The full listing should be written out verbatim, and its images should be dropped.

** PROVIDED DATA **
◇ ◇ ◇

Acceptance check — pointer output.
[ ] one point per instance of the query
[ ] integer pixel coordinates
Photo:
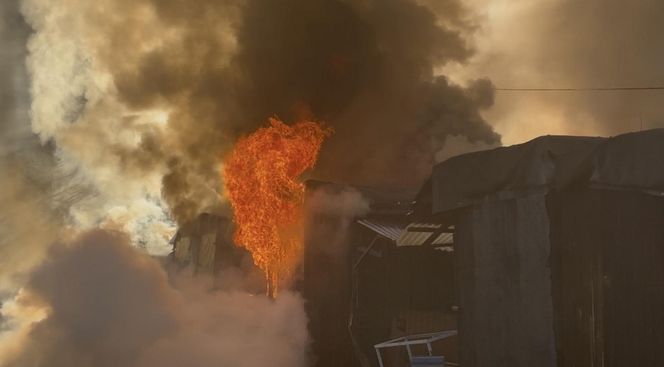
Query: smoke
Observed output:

◇ ◇ ◇

** ANSWER BOX **
Acceptance check — pointer output.
[ ] one point per instance of the query
[ ] integer pixel coordinates
Photo:
Query: smoke
Observed output:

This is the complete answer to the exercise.